** Rincian Tugas **
Tulis ulang seluruh daftar di bawah ini kata demi kata, tanpa mengubah apa pun.

=======

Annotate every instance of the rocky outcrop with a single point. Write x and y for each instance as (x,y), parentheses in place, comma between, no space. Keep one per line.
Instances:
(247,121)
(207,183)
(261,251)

=======

** Jawaban Tugas **
Annotate every instance of the rocky outcrop with a single point. Write x and y for each instance as (x,y), parentheses in place, comma between, no space. Keep one per line.
Instances:
(247,121)
(207,183)
(261,251)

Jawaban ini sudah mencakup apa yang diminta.